## Problems to work on
- a) In the text on anaphora resolution in machine translation, which level was chosen to represent the structural aspects of the text?
- b) Pick up the text on anaphora resolution in machine translation after its last sentence and extend it.

## Document extract
■ ■ ■ ■ ■

Our first step towards the translation of German texts instead of single sentences was to interpret anaphoric relations in the source language. For that reason an algorithm for the evaluation of anaphoric relations has been developed and implementet. This algorithms uses the textual and background knowledge in order to determine the structural prominence of an antecedent candidate and its consistency with the anaphor.

The evaluation component of the MT system takes a FAS expression of the source language as its input and looks for antecedents in the same and preceeding sentences. After evaluating anaphorical relations the FAS expression is actualized, i.e. the parts of the FAS expressions corresponding to an anaphor and its antecedent are made to refer to the same ABox object. An actualized FAS expression for a source language sentence is transfered into a target language FAS expression, from which the corresponding target language sentence is generated.

The MT system employs two textual representations. One for representing the structural information of a text and another for representing the text content. The textual representations are constructed incrementally from the sentential ones during translation. In principle a textual representation is needed on every level, but this would lead to redundant representations on the syntactic and semantic level. For that reason we decided to take the more general semantic level (FAS) for the representation of structural aspects of the text.

■ ■ ■ ■ ■

## Source excerpt
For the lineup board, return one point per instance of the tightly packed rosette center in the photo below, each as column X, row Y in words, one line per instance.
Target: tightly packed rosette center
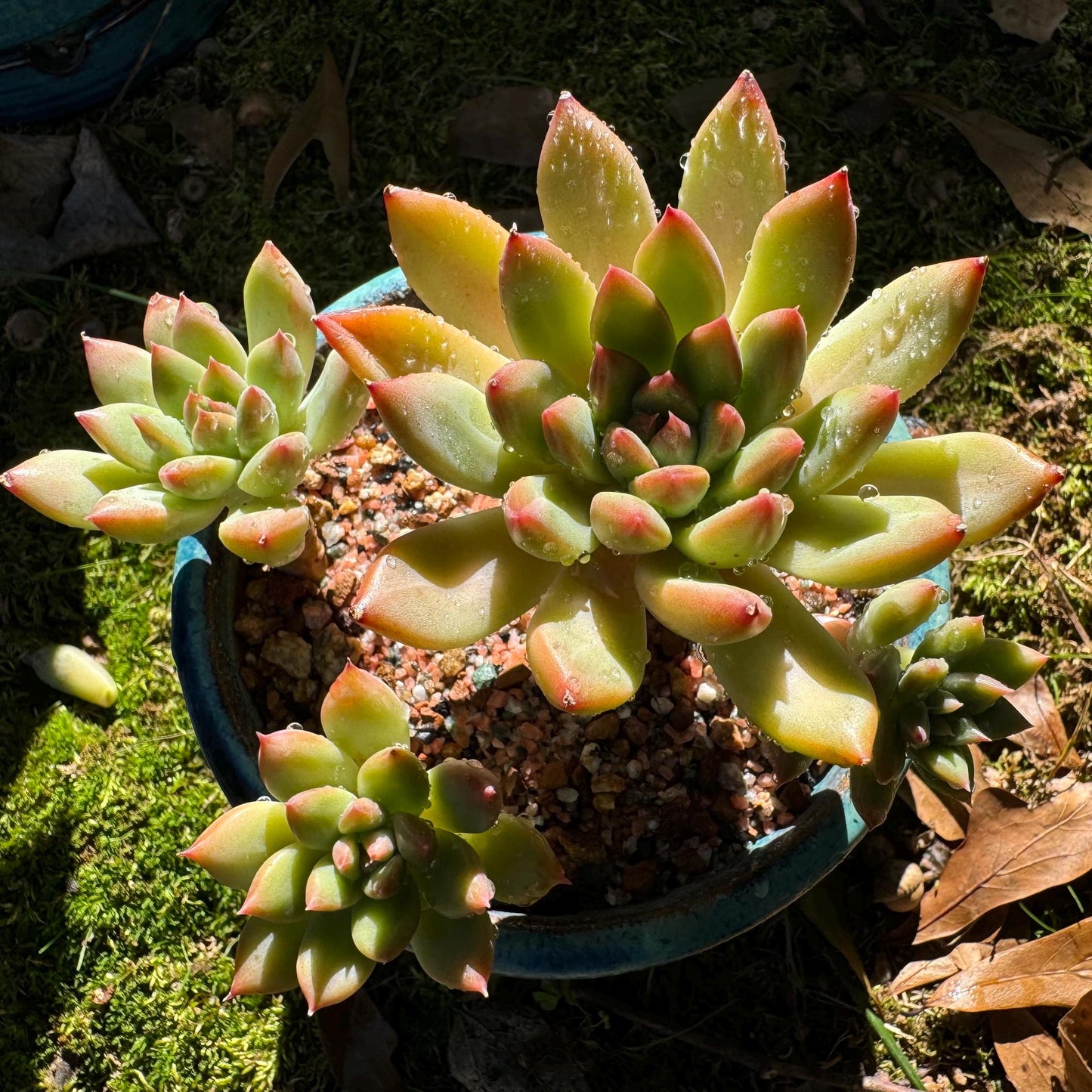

■ ■ ■ ■ ■

## Answers to the exercises
- a) The semantic level (FAS).

- b)
The components of the MT system

morphological analyser based on the SUTRA system
GPSG parser for direct interpretation of ID rules, LP statements and metarules
term-rewrite rule interpreter for semantic and conceptual analysis, transfer and generation
morphological synthesizer based on the SUTRA system
module for the evaluation of anaphoric relations
the knowledge representation system BACK
tools for the development of lexicons, grammars and term-rewrite systems

Linguistic Data

Linguistic data was developed in order to translate a German text, which is The Proposal of the European Commission for the ESPRIT Programme. About 100 sentences were successfully tested with the help of the MT system. The linguistic data comprises:

a German grammar (GPSG):
- 22 main categories, 34 features
- 22 aliases
- 76 ID rules
- 23 LP statements
- 5 metarules
- 23 FCRs
- 265 lexical entries (stem forms)
134 term-rewrite rules for semantic analysis (German)
37 term-rewrite rules for conceptual analysis (German)
248 term-rewrite rules for transfer (German --> English)
182 term-rewrite rules for generation (English)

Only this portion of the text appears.